| PROBLEM |
Beginning at the line with "Would you mind annotating the cornice", output each line to the end of the listing below exactly, please.

(Rows from a dataset)

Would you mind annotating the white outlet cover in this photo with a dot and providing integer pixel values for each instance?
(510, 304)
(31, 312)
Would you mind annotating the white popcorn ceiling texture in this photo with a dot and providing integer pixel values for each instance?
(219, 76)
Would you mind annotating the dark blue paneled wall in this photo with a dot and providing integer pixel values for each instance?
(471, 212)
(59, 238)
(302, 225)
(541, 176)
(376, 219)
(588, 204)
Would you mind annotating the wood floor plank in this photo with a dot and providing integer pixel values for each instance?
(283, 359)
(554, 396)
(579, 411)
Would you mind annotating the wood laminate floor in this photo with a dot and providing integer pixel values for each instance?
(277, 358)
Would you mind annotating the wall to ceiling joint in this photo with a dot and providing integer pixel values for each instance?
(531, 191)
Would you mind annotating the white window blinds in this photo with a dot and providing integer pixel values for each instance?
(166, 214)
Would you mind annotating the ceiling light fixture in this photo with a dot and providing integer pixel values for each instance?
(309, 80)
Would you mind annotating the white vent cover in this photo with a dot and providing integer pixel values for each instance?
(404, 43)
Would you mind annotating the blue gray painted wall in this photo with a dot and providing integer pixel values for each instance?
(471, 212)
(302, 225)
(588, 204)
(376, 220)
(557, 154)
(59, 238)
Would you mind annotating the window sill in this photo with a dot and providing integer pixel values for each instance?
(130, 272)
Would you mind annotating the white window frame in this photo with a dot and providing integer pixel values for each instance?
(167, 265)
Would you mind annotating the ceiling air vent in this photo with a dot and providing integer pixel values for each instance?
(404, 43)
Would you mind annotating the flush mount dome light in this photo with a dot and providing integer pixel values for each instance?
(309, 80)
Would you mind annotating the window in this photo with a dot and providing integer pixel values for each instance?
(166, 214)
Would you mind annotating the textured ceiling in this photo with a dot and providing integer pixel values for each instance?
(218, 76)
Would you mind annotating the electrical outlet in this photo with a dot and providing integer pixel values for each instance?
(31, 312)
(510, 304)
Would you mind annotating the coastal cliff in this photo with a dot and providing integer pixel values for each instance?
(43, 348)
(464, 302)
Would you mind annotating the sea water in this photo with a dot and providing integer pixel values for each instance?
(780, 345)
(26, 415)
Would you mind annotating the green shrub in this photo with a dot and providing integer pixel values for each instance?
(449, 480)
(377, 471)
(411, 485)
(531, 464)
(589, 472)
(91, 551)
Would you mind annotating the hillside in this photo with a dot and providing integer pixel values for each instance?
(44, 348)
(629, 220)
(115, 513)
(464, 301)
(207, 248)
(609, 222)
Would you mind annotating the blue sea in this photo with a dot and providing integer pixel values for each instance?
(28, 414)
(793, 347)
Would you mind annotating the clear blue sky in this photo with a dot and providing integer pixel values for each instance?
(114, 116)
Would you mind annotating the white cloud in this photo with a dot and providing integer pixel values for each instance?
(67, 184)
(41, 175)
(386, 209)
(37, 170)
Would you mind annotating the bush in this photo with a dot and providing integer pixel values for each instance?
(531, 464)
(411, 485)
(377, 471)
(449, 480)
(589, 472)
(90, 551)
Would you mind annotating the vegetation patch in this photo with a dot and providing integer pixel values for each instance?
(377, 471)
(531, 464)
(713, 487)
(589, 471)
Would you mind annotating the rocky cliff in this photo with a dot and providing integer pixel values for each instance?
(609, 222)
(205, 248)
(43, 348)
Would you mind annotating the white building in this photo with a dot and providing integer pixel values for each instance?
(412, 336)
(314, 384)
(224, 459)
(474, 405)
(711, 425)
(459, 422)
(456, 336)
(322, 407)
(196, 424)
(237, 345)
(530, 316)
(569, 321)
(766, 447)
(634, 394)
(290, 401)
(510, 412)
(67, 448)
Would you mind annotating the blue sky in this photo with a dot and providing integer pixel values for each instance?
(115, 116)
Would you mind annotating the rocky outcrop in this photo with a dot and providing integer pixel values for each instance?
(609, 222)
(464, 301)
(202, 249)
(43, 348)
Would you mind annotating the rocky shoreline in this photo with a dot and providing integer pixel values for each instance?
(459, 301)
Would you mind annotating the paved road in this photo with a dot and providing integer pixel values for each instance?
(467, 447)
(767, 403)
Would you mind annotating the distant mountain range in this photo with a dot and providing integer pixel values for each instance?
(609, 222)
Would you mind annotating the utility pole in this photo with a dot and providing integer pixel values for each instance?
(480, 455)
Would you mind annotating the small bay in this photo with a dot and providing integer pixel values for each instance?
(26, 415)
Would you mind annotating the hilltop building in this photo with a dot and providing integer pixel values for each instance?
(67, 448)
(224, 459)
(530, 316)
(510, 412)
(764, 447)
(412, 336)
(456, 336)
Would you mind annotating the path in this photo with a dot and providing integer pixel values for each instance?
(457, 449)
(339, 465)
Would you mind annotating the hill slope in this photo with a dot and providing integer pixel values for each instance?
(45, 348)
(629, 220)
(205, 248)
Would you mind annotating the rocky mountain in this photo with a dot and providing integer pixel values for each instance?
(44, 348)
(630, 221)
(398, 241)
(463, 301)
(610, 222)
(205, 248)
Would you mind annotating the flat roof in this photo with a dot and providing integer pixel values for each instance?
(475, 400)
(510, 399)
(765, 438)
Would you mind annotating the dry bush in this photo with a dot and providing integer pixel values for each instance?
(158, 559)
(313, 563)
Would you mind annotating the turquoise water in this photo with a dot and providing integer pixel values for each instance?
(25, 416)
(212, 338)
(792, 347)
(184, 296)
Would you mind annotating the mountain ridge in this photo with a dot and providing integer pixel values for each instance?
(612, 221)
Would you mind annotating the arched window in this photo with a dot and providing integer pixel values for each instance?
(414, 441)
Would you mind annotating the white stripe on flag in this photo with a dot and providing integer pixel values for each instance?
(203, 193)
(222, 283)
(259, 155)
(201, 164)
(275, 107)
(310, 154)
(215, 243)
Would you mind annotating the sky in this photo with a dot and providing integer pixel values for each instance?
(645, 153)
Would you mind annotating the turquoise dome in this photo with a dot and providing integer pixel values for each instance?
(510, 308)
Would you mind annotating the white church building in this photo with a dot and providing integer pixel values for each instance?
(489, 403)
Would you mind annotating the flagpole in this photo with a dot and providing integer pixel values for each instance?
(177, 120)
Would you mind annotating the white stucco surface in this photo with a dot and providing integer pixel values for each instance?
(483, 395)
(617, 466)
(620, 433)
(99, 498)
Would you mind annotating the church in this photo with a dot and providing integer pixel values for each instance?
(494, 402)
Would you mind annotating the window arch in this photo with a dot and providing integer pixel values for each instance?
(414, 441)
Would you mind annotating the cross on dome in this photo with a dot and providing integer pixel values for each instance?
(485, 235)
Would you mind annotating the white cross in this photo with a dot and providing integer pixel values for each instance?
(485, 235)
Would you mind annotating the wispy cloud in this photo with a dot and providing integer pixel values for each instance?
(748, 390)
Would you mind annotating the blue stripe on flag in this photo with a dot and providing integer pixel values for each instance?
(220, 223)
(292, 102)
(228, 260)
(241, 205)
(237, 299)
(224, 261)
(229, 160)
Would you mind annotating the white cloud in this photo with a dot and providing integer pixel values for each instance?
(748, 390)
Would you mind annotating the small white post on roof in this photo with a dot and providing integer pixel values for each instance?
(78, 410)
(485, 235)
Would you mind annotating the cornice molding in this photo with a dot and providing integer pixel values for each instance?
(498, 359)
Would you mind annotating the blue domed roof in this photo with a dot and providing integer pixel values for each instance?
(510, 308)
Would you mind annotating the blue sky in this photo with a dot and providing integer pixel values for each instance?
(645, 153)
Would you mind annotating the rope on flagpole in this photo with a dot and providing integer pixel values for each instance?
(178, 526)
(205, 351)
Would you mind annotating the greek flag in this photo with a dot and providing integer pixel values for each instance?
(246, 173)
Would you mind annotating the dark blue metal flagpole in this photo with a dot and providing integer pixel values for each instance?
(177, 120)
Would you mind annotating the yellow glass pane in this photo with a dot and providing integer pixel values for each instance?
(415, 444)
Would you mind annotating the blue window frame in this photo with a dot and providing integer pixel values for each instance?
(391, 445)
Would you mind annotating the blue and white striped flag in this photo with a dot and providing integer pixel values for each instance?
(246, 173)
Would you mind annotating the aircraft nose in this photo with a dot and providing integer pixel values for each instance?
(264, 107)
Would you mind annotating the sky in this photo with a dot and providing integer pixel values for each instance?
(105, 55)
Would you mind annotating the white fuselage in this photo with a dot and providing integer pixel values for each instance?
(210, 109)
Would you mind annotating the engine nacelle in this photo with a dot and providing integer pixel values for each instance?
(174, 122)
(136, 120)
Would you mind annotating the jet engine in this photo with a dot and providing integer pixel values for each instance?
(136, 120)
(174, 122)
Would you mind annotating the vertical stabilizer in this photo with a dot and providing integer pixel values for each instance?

| ANSWER FOR THIS EXERCISE |
Would you mind annotating the cornice molding in this photo with a dot and providing integer pixel values for each instance?
(498, 359)
Would you mind annotating the blue domed roof in this photo with a dot and providing integer pixel values for each instance?
(510, 308)
Would you mind annotating the blue sky in this photo with a dot and providing integer pixel values for each instance?
(645, 153)
Would you mind annotating the rope on flagpole in this photo with a dot and providing integer pixel values for each instance?
(178, 526)
(205, 351)
Would you mind annotating the greek flag in this photo with a dot and providing integer pixel values for each instance?
(246, 173)
Would you mind annotating the dark blue metal flagpole in this photo with a dot and providing integer pixel values for each instance?
(177, 120)
Would you mind annotating the yellow glass pane in this photo with a dot and providing integer pixel values for each instance?
(415, 444)
Would you mind annotating the blue window frame in this photo with a dot and providing integer pixel values for each instance?
(391, 445)
Would you mind annotating the blue and white striped flag in this photo with a dot and providing integer pixel values for each instance?
(246, 173)
Would you mind annotating the aircraft nose in this photo with a dot and providing integer pixel values for each instance?
(264, 107)
Would you mind annotating the sky in this photo with a dot and providing integer pixel values for each instance?
(105, 55)
Would you mind annotating the white fuselage in this photo with a dot and providing integer pixel values for each instance?
(210, 109)
Would you mind annotating the engine nacelle in this photo with a dot and providing integer pixel values for each instance?
(174, 122)
(136, 120)
Would you mind annotating the jet engine in this photo with a dot and providing integer pixel values for each instance?
(136, 120)
(174, 122)
Would you mind annotating the vertical stabilizer in this photo with a dot and providing integer pixel values for each instance?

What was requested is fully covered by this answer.